§ **課題指示**: 本文の「彼との食事に選んだ店は、福岡市中央区渡辺通の鉄板焼き「童童(わらべ)」。」から「スターズの曲をかけてくれた。」までを含めて、「芋焼酎」を「麦焼酎」に置き換えた形に修正して示してください。

§ **本文抜粋**:
始動の秋、栗の渋皮煮をつまみながら
久しぶりに、対面で語り続けた1日だった。
昼過ぎ、福岡県内の中学校で講演をした。対象は、中学2年の生徒たち。全国の小中学校で広がる食育活動「弁当の日」の取り組みを紹介しながら、妻亡き後、娘と暮らした14年間を振り返った。
夜は、古くから付き合いのある男性と食事をした。
その男性は、僕が崖っぷちに立たされていた20代の頃、助けてくれた「恩人」でもある。
彼との食事に選んだ店は、福岡市中央区渡辺通の鉄板焼き「童童(わらべ)」。
10数年ぶりに会った彼は、イベント会社の社長になっていた。
今は、誰もが知る福岡の劇場で、話題のミュージカルや音楽イベントを手がけている。
男性は、北九州市出身でロック好き。
芋焼酎を何杯もお代わりしながら、ARB、THE MODS、ヒートウェイヴ、シーナ&ロケッツなど博多にゆかりのあるロックバンドの話題で盛り上がっていると、店の大将遠藤さんが、ルースターズの曲をかけてくれた。

§ **提供資料**:
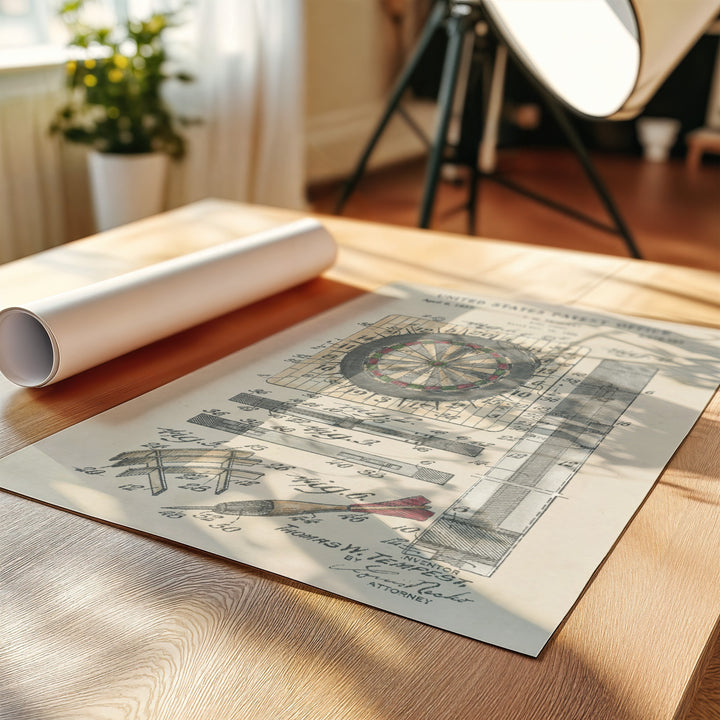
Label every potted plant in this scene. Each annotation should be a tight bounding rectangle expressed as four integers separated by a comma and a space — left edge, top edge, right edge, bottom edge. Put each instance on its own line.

§ **完成解答**:
彼との食事に選んだ店は、福岡市中央区渡辺通の鉄板焼き「童童(わらべ)」。
10数年ぶりに会った彼は、イベント会社の社長になっていた。
今は、誰もが知る福岡の劇場で、話題のミュージカルや音楽イベントを手がけている。
男性は、北九州市出身でロック好き。
麦焼酎を何杯もお代わりしながら、ARB、THE MODS、ヒートウェイヴ、シーナ&ロケッツなど博多にゆかりのあるロックバンドの話題で盛り上がっていると、店の大将遠藤さんが、ルースターズの曲をかけてくれた。